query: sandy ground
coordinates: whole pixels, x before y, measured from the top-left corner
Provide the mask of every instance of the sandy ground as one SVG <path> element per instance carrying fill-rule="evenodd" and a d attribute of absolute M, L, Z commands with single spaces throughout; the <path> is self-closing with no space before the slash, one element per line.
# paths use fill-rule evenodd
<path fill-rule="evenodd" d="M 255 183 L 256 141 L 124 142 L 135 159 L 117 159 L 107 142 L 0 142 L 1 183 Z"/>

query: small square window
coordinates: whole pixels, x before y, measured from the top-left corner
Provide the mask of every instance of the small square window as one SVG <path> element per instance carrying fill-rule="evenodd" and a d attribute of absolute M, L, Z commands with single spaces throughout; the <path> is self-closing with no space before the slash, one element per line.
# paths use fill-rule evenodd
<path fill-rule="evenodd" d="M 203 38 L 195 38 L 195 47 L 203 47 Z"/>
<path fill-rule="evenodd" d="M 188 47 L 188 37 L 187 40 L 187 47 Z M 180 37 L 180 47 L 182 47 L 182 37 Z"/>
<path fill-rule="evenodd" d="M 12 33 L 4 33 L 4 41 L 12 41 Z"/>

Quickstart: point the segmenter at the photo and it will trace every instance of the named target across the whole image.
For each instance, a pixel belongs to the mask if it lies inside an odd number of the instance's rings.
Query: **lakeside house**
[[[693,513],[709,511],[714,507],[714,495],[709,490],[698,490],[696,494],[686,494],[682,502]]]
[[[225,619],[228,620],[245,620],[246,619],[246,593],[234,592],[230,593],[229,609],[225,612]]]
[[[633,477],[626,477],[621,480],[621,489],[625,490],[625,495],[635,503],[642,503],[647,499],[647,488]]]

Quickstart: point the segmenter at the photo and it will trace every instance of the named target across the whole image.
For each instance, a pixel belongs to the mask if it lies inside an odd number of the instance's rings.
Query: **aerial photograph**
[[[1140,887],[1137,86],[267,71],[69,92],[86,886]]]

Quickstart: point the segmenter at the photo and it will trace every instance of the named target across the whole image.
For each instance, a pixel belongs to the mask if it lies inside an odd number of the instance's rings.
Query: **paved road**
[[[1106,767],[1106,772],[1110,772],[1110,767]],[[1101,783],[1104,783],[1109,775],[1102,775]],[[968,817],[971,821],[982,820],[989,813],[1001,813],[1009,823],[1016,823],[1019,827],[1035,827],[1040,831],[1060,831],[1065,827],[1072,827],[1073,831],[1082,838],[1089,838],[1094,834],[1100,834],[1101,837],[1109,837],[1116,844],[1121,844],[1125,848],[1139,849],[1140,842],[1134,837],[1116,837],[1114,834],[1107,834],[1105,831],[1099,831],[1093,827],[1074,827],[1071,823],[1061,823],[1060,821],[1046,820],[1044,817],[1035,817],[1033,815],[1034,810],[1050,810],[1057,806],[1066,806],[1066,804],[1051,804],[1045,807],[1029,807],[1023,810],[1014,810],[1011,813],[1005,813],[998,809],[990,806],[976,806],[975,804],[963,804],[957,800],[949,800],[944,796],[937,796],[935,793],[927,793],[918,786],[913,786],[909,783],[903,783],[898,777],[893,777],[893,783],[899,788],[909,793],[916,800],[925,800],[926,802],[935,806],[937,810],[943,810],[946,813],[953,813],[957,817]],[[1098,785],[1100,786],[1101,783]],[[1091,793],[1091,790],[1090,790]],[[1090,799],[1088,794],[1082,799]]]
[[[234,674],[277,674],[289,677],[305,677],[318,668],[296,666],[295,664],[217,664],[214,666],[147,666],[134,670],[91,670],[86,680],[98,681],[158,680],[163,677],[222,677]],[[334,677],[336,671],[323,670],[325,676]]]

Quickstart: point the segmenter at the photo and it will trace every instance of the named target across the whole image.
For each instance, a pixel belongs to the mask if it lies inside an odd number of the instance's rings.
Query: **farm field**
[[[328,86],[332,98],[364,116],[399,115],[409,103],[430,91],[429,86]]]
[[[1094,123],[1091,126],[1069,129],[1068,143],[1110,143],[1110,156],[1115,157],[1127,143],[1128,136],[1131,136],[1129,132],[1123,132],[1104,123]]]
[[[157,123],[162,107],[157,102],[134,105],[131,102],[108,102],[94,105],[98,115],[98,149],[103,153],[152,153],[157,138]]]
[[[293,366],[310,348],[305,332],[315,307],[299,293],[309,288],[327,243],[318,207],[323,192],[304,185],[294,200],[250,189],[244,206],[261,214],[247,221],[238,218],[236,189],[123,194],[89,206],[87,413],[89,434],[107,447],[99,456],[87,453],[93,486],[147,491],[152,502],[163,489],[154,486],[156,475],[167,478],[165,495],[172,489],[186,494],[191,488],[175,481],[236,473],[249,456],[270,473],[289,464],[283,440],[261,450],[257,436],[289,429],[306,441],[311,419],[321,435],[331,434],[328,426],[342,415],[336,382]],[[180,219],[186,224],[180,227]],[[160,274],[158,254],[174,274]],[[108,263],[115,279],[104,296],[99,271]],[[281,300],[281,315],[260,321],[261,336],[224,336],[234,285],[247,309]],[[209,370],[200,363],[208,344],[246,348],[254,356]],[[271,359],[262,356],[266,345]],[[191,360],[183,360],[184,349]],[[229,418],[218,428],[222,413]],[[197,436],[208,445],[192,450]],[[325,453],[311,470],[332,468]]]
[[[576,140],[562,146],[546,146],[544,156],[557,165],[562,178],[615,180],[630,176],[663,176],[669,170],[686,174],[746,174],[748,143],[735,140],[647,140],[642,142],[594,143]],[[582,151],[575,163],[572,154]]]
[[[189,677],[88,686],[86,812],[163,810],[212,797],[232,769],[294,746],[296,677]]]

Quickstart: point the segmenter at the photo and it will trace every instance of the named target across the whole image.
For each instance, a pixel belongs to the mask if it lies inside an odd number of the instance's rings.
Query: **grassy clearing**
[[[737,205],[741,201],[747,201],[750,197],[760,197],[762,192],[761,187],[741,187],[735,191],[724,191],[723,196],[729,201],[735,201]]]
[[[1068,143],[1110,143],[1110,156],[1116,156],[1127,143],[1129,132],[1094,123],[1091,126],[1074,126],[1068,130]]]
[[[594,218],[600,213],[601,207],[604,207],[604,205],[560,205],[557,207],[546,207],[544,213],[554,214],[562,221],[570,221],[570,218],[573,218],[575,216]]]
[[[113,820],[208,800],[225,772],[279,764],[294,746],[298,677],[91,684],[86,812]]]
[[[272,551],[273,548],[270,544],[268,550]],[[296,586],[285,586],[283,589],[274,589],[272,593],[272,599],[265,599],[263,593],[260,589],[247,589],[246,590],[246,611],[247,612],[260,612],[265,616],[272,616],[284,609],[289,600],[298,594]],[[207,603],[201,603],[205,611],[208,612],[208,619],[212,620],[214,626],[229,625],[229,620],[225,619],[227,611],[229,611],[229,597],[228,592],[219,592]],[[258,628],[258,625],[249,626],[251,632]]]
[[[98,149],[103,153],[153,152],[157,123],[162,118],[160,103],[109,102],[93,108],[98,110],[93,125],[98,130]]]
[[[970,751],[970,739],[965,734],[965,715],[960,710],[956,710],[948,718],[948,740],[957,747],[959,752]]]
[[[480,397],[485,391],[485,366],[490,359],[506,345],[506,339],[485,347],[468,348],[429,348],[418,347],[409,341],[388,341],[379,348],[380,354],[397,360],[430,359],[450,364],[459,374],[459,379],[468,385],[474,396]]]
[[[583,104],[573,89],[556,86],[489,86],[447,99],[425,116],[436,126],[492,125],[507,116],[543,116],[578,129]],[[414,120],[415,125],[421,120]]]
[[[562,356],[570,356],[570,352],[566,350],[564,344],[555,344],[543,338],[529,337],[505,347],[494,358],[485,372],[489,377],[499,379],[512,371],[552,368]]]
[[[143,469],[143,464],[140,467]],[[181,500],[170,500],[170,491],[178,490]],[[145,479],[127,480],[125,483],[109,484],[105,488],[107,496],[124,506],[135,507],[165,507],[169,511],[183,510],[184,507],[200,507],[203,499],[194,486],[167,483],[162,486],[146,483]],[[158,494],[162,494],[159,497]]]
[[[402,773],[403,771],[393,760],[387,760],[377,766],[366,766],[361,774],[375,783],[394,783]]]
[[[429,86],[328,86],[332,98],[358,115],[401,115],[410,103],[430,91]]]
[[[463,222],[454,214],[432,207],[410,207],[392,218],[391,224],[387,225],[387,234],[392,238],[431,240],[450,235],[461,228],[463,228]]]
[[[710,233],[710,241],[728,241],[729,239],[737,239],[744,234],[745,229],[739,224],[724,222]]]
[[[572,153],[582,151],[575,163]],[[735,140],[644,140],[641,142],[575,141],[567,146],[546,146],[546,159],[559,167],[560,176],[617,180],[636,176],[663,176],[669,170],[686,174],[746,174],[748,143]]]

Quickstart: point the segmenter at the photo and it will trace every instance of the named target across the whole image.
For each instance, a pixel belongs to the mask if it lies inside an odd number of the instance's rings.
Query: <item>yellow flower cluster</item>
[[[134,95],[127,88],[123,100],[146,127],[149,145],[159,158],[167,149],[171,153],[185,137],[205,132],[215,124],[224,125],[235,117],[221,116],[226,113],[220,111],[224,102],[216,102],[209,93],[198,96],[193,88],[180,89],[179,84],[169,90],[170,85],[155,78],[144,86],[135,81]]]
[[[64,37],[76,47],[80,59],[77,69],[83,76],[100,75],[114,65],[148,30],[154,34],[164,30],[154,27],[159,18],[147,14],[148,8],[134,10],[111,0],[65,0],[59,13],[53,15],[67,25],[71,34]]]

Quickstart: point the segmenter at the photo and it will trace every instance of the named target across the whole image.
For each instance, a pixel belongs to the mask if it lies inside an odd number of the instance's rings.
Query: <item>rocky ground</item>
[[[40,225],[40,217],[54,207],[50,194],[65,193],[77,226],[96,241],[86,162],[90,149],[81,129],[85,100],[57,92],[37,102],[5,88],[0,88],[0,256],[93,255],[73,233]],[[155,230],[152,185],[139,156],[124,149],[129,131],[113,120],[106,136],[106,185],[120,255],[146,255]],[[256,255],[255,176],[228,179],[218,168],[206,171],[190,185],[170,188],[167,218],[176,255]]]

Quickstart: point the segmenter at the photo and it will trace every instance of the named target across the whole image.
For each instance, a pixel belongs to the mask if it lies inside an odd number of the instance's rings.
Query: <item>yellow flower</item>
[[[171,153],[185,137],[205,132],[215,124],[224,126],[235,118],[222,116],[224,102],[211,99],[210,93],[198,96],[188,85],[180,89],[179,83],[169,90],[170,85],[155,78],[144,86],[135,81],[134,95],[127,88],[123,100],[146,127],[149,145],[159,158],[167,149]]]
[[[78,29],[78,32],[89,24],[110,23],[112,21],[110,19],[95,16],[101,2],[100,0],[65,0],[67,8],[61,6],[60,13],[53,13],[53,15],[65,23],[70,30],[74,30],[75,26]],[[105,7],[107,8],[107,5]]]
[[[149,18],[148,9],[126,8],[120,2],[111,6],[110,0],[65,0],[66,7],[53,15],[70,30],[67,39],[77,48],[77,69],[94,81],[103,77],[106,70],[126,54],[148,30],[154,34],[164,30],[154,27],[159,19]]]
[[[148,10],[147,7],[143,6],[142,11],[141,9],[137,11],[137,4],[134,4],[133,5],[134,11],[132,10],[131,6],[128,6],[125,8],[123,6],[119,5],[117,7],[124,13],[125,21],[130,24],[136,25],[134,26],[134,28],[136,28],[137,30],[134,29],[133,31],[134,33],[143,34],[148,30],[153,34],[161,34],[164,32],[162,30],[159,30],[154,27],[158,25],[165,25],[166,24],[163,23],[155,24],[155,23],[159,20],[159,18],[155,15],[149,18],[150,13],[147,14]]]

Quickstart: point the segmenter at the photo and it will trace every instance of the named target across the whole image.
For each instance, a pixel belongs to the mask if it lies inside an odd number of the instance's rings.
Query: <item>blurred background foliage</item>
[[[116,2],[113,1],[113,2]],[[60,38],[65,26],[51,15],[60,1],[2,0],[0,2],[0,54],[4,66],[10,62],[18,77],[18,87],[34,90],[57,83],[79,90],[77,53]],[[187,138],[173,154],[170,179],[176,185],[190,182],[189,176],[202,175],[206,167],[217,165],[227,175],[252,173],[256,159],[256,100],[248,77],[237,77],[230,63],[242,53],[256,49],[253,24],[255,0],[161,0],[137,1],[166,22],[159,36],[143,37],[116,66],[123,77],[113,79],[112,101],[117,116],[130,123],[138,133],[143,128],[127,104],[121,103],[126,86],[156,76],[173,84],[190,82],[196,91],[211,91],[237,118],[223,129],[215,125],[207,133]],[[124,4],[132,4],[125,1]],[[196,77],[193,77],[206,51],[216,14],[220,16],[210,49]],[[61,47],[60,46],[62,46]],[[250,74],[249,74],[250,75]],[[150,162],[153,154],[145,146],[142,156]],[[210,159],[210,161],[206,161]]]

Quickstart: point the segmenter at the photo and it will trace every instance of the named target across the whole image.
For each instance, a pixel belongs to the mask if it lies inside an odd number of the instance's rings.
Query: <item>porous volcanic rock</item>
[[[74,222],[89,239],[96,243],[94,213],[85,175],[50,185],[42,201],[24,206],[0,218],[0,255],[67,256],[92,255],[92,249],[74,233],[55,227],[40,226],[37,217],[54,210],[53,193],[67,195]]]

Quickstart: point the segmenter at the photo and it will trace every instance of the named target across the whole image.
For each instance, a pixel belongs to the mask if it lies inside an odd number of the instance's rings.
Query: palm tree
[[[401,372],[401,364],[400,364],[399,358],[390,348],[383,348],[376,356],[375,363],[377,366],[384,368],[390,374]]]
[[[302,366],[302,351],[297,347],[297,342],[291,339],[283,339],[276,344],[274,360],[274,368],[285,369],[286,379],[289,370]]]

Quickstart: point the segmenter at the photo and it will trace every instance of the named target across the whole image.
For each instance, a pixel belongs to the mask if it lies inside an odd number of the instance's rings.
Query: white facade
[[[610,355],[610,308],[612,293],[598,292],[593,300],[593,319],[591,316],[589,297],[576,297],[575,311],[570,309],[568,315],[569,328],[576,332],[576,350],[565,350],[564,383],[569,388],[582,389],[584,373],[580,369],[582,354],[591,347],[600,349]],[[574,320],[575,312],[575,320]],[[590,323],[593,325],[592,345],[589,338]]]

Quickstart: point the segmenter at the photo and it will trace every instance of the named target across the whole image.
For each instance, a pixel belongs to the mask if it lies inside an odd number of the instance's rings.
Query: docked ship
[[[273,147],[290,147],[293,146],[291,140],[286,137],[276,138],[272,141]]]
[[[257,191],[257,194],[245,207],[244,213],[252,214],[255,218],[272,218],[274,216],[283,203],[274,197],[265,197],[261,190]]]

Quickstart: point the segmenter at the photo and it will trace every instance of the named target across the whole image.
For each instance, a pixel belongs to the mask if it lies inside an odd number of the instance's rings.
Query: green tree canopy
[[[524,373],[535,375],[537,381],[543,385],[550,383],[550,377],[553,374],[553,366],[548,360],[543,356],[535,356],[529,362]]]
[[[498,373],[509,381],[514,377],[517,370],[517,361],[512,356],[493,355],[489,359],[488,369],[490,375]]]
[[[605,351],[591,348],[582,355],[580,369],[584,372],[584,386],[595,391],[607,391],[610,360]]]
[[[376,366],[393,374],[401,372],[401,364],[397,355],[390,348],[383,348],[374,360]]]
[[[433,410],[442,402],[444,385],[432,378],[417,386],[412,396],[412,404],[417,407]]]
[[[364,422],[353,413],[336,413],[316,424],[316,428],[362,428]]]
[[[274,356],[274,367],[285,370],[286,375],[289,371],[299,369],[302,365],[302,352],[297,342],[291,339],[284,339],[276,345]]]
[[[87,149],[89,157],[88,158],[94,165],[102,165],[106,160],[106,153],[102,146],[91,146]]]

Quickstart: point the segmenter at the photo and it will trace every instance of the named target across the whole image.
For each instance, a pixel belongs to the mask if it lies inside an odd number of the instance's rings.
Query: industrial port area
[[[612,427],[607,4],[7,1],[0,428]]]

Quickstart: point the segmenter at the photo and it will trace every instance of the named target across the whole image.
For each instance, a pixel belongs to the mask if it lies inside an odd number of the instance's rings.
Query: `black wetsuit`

WORK TO COMPLETE.
Show every line of the items above that contains the word 'single', with case counting.

RESULT.
Provide the mask of every instance of the sandy ground as one SVG <path> element per instance carrying fill-rule="evenodd" and a d attribute of absolute M, L, Z commands with single spaces throughout; the <path> is self-closing with no space before the slash, one element per line.
Provide the mask of every instance of the small square window as one SVG <path> element per instance carrying fill-rule="evenodd" and a d attribute of absolute M, L, Z commands with single spaces throughout; the <path> is self-closing with no space before the slash, one element per line.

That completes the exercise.